Posts by Pepo

1) Message boards : Number crunching : Problems with Minirosetta Version 1.71 (Message 61549)
Posted 2 Jun 2009 by Pepo
Post:
One failed task lb_alnmatrix_threading_alncap__hb_t325__IGNORE_THE_REST_12581_1162_0 without any appatent reason - exit 0, but invalid result.
Maybe a failed computation restart.

Win XP SP3, BOINC 6.6.23.

Peter
2) Message boards : Number crunching : Report long-running models here (Message 57097)
Posted 20 Nov 2008 by Pepo
Post:
...and some rhetorical fighting...

:-)

Peter
3) Message boards : Number crunching : Report long-running models here (Message 57092)
Posted 20 Nov 2008 by Pepo
Post:
I've got notifications for 7 more messages between 19:14 and 21:43 UTC, which are missing here. Was the thread spammed, or a server hiccup happened?

Peter
4) Message boards : Number crunching : What? I thought this had stopped (Team Founder Change) (Message 56921)
Posted 13 Nov 2008 by Pepo
Post:
I modified the foundership change page so that it now just says it's disabled and to contact me if you have a legitimate request. [...] I'll take the requests case by case and decide on what action to take.

Perfect (for the time being), David, thanks.
I believe FluffyChicken will be at least partially satisfied.

Peter
5) Message boards : Number crunching : What? I thought this had stopped (Team Founder Change) (Message 56909)
■ ■ ■ ■ ■
**AIM 1:**
Quote the forum posts in full, word for word.
The forum posts and the entries have nothing to do with each other.
■ ■ ■ ■ ■
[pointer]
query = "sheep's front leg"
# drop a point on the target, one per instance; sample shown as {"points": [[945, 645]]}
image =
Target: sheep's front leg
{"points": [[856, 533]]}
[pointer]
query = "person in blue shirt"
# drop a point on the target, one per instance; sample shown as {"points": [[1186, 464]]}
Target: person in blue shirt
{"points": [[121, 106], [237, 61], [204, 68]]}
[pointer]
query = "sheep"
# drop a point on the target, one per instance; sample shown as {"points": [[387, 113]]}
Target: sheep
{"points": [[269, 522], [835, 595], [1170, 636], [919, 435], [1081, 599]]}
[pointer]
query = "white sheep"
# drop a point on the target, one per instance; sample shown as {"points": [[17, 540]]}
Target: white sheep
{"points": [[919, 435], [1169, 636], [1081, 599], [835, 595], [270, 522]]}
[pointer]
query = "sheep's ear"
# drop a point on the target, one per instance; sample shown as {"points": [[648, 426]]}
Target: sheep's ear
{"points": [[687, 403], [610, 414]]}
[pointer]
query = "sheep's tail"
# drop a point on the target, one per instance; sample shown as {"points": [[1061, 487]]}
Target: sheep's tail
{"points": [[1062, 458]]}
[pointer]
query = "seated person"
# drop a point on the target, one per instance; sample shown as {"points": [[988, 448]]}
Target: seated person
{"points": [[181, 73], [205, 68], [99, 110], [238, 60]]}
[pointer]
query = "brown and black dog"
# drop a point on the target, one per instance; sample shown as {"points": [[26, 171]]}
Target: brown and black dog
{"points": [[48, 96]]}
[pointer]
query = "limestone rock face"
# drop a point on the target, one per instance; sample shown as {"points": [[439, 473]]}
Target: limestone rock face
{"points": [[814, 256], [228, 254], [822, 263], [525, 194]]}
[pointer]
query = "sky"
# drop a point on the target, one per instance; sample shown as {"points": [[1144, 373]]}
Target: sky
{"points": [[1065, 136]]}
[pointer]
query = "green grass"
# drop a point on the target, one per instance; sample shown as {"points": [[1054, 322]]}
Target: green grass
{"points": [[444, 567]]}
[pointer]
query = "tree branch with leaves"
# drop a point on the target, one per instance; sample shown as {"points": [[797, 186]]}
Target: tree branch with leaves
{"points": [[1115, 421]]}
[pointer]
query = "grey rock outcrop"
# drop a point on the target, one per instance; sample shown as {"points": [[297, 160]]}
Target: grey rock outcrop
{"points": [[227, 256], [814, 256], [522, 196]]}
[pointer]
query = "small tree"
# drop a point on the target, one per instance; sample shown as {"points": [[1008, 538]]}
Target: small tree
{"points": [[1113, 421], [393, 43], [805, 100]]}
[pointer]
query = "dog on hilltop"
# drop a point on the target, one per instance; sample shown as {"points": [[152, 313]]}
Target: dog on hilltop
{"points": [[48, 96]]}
■ ■ ■ ■ ■
**AIM 2:**
Find each line in the entries that contains the string "branch", and copy every such line. Case counts.

**EXERCISE OUTPUT 1:**
Posts by Pepo

1) Message boards : Number crunching : Problems with Minirosetta Version 1.71 (Message 61549)
Posted 2 Jun 2009 by Pepo
Post:
One failed task lb_alnmatrix_threading_alncap__hb_t325__IGNORE_THE_REST_12581_1162_0 without any appatent reason - exit 0, but invalid result.
Maybe a failed computation restart.

Win XP SP3, BOINC 6.6.23.

Peter
2) Message boards : Number crunching : Report long-running models here (Message 57097)
Posted 20 Nov 2008 by Pepo
Post:
...and some rhetorical fighting...

:-)

Peter
3) Message boards : Number crunching : Report long-running models here (Message 57092)
Posted 20 Nov 2008 by Pepo
Post:
I've got notifications for 7 more messages between 19:14 and 21:43 UTC, which are missing here. Was the thread spammed, or a server hiccup happened?

Peter
4) Message boards : Number crunching : What? I thought this had stopped (Team Founder Change) (Message 56921)
Posted 13 Nov 2008 by Pepo
Post:
I modified the foundership change page so that it now just says it's disabled and to contact me if you have a legitimate request. [...] I'll take the requests case by case and decide on what action to take.

Perfect (for the time being), David, thanks.
I believe FluffyChicken will be at least partially satisfied.

Peter
5) Message boards : Number crunching : What? I thought this had stopped (Team Founder Change) (Message 56909)

**EXERCISE OUTPUT 2:**
query = "tree branch with leaves"
Target: tree branch with leaves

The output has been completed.